- PROVIDED TEXT
━━━━━━
Absence of positive selection on centromeric histones in Tetrahymena suggests unsuppressed centromere: drive in lineages lacking male meiosis.

Publication Type:

Journal Article


Journal of molecular evolution, Volume 72, Issue 5-6, p.510-20 (2011)


2011, Amino Acid Sequence, Animals, Basic Sciences Division, Center-Authored Paper, centromere, Evolution, Molecular, Female, Gene Expression Regulation, Genes, Protozoan, Genomics Core Facility, Histones, Male, MEIOSIS, Molecular Sequence Data, Phylogeny, Protein Transport, Sequence Alignment, Shared Resources, TETRAHYMENA


Centromere-drive is a process where centromeres compete for transmission through asymmetric "female" meiosis for inclusion into the oocyte. In symmetric "male" meiosis, all meiotic products form viable germ cells. Therefore, the primary incentive for centromere-drive, a potential transmission bias, is believed to be missing from male meiosis. In this article, we consider whether male meiosis also bears the primary cost of centromere-drive. Because different taxa carry out different combinations of meiotic programs (symmetric + asymmetric, symmetric only, asymmetric only), it is possible to consider the evolutionary consequences of centromere-drive in the context of these differing systems. Groups with both types of meiosis have large, rapidly evolving centromeric regions, and their centromeric histones (CenH3s) have been shown to evolve under positive selection, suggesting roles as suppressors of centromere-drive. In contrast, taxa with only symmetric male meiosis have shown no evidence of positive selection in their centromeric histones. In this article, we present the first evolutionary analysis of centromeric histones in ciliated protozoans, a group that only undergoes asymmetric "female" meiosis. We find no evidence of positive selection acting on CNA1, the CenH3 of Tetrahymena species. Cytological observations of a panel of Tetrahymena species are consistent with dynamic karyotype evolution in this lineage. Our findings suggest that defects in male meiosis, and not mitosis or female meiosis, are the primary selective force behind centromere-drive suppression. Our study raises the possibility that taxa like ciliates, with only female meiosis, may therefore undergo unsuppressed centromere drive.
━━━━━━
- EXTRACTED INFORMATION
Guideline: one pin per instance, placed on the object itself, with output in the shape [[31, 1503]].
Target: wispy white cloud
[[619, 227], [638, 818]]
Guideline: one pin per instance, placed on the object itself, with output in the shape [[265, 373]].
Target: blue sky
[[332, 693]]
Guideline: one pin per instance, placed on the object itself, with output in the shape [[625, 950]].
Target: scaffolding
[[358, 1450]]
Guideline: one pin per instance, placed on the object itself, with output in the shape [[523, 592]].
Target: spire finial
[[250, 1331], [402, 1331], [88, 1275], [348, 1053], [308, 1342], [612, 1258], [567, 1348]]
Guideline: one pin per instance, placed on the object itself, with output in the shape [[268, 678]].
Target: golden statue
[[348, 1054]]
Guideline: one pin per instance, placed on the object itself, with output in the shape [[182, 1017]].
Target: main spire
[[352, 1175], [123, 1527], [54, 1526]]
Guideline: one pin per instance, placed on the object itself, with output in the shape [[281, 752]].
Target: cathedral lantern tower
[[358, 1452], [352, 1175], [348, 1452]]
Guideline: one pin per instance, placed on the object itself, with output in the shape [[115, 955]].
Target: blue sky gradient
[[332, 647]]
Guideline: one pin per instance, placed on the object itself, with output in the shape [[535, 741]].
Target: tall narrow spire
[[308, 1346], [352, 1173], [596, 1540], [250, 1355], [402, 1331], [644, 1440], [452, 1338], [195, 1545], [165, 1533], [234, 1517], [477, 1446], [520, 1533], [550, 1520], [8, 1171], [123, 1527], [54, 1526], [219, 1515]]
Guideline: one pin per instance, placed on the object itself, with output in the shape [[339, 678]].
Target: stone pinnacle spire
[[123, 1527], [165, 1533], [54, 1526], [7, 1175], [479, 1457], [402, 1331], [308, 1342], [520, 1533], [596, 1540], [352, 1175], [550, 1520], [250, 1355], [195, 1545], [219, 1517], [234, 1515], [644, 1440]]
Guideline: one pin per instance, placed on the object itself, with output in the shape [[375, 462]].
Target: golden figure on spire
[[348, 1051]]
━━━━━━
- ACTIVITIES
#1 Copy everything in the centromeric histone abstract from "Absence of positive" down to "5-6, p.510-20 (2011)".
#2 In the centromeric histone abstract, what is CNA1?

- ANSWER LIST
#1
Absence of positive selection on centromeric histones in Tetrahymena suggests unsuppressed centromere: drive in lineages lacking male meiosis.

Publication Type:

Journal Article


Journal of molecular evolution, Volume 72, Issue 5-6, p.510-20 (2011)

#2 CNA1 is the CenH3 of Tetrahymena species.